→ **EXERCISE DETAILS**
Print each item below line for line, leaving out the pictures.

→ **DATASET RECORDS**
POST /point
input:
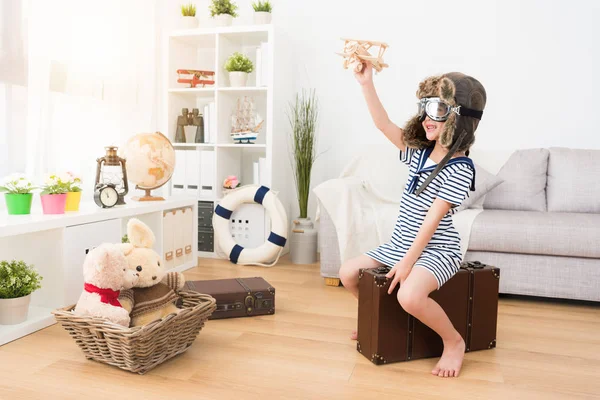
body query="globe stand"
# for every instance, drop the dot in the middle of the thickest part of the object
(148, 197)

→ **RESPONSE BELOW**
POST /point
input:
body query="globe stand"
# for every instance, drop the dot in the middle of the thickest part of the object
(148, 197)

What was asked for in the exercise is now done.